#### [SOURCE TEXT]
'''

In cylindrical coordinates, we have $r^2=x^2+y^2$ , so that

$z = \pm \sqrt{2-r^2} = \pm \sqrt{2-x^2-y^2}$

correspond to the upper and lower halves of a sphere with radius $\sqrt2$ . In spherical coordinates, this sphere is $\rho=\sqrt2$ .

$1 \le r \le \sqrt2$ means our region is between two cylinders with radius 1 and $\sqrt2$ . In spherical coordinates, the inner cylinder has equation

$x^2+y^2 = 1 \implies \rho^2\cos^2(\theta) \sin^2(\phi) + \rho^2\sin^2(\theta) \sin^2(\phi) = \rho^2 \sin^2(\phi) = 1 \\\\ \implies \rho^2 = \csc^2(\phi) \\\\ \implies \rho = \csc(\phi)$

This cylinder meets the sphere when

$x^2 + y^2 + z^2 = 1 + z^2 = 2 \implies z^2 = 1 \\\\ \implies \rho^2 \cos^2(\phi) = 1 \\\\ \implies \rho^2 = \sec^2(\phi) \\\\ \implies \rho = \sec(\phi)$

which occurs at

$\csc(\phi) = \sec(\phi) \implies \tan(\phi) = 1 \implies \phi = \dfrac\pi4+n\pi$

where $n\in\Bbb Z$ . Then $\frac\pi4\le\phi\le\frac{3\pi}4$ .

'''

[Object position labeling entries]
'''

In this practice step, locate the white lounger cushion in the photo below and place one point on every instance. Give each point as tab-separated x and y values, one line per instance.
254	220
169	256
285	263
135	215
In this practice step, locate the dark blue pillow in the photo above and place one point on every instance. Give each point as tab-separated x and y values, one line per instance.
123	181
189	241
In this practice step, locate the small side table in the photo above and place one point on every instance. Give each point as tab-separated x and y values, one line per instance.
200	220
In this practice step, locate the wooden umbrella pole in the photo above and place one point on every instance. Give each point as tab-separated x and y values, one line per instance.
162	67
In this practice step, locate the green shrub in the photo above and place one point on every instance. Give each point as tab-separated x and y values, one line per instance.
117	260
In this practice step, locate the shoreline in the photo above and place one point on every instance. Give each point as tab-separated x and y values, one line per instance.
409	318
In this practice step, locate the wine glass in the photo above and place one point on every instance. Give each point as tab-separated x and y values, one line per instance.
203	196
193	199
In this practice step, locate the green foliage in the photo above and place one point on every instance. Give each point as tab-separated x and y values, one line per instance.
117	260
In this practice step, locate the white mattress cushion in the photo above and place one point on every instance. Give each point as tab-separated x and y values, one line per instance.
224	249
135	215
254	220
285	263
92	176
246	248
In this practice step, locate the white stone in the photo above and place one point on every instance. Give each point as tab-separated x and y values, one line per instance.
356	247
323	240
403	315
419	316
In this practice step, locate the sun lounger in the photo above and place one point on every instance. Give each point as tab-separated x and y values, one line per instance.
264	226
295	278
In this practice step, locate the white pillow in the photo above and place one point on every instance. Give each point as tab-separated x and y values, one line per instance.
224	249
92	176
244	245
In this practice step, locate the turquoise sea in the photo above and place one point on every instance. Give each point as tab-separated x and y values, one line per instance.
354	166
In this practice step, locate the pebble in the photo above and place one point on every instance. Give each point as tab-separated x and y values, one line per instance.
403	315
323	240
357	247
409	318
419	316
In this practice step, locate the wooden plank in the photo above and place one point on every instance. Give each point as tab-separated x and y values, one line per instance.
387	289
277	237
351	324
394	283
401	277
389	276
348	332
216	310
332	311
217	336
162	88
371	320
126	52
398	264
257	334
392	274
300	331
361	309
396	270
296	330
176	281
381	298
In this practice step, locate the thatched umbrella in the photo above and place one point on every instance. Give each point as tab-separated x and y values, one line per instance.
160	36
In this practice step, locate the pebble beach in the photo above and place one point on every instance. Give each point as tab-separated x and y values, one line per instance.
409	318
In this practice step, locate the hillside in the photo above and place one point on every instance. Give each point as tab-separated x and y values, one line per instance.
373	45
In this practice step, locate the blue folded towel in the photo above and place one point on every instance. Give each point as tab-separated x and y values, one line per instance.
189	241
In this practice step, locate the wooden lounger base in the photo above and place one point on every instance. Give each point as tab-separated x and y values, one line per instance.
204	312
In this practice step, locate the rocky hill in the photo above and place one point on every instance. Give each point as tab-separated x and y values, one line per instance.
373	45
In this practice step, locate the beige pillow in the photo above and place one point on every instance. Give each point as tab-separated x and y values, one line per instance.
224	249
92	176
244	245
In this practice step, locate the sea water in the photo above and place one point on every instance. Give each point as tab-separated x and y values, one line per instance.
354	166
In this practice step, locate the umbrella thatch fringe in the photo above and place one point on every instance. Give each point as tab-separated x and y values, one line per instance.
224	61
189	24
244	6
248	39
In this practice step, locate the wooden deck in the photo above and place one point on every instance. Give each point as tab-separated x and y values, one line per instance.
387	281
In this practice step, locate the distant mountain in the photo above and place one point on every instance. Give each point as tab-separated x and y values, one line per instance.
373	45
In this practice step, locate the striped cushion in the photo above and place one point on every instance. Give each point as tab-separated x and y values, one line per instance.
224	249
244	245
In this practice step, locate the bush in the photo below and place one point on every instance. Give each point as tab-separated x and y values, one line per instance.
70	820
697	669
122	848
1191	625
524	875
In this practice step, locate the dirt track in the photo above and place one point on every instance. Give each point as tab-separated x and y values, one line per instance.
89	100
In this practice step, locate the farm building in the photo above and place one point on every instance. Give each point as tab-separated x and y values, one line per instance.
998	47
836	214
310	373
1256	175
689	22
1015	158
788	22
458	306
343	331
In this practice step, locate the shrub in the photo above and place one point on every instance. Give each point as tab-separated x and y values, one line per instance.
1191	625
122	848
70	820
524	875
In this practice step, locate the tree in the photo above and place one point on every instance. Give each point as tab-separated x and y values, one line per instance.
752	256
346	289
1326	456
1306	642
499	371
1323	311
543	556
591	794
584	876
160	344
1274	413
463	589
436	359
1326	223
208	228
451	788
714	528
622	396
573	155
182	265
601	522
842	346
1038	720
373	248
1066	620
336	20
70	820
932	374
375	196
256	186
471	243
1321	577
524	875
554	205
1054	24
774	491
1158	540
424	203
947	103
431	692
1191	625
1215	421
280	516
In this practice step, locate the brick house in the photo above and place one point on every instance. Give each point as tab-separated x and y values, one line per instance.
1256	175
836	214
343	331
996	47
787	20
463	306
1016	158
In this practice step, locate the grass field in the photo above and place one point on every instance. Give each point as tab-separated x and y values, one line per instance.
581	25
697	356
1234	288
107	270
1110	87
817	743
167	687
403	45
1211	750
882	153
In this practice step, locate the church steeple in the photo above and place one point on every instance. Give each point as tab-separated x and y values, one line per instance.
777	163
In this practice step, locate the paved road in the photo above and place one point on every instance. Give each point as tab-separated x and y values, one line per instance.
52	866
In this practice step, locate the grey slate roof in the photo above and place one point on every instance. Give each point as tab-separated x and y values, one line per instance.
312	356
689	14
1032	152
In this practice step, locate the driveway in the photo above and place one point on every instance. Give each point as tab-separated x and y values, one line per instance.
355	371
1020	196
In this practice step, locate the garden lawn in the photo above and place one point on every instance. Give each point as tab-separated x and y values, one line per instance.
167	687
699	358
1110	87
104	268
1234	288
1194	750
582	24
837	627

'''

#### [TASKS FOR THIS EXERCISE]
- 1) Rewrite the coordinates passage between "In cylindrical coordinates, we" and "is $\rho=\sqrt2$ .", inclusive, putting "ball" in place of "sphere".
- 2) Output the records from the line containing "In this practice step, locate the brick" through the end of the records as a two-column CSV with the columns request and points. Make one row per request, put each value in a single quoted field, and turn line breaks into spaces.
The coordinates passage and the records have no connection to each other.

#### [SOLUTIONS]
- 1)
In cylindrical coordinates, we have $r^2=x^2+y^2$ , so that

$z = \pm \sqrt{2-r^2} = \pm \sqrt{2-x^2-y^2}$

correspond to the upper and lower halves of a ball with radius $\sqrt2$ . In spherical coordinates, this ball is $\rho=\sqrt2$ .

- 2)
request,points
"In this practice step, locate the brick house in the photo above and place one point on every instance. Give each point as tab-separated x and y values, one line per instance.","1256	175 836	214 343	331 996	47 787	20 463	306 1016	158"
"In this practice step, locate the grass field in the photo above and place one point on every instance. Give each point as tab-separated x and y values, one line per instance.","581	25 697	356 1234	288 107	270 1110	87 817	743 167	687 403	45 1211	750 882	153"
"In this practice step, locate the church steeple in the photo above and place one point on every instance. Give each point as tab-separated x and y values, one line per instance.","777	163"
"In this practice step, locate the paved road in the photo above and place one point on every instance. Give each point as tab-separated x and y values, one line per instance.","52	866"
"In this practice step, locate the grey slate roof in the photo above and place one point on every instance. Give each point as tab-separated x and y values, one line per instance.","312	356 689	14 1032	152"
"In this practice step, locate the driveway in the photo above and place one point on every instance. Give each point as tab-separated x and y values, one line per instance.","355	371 1020	196"
"In this practice step, locate the garden lawn in the photo above and place one point on every instance. Give each point as tab-separated x and y values, one line per instance.","167	687 699	358 1110	87 104	268 1234	288 1194	750 582	24 837	627"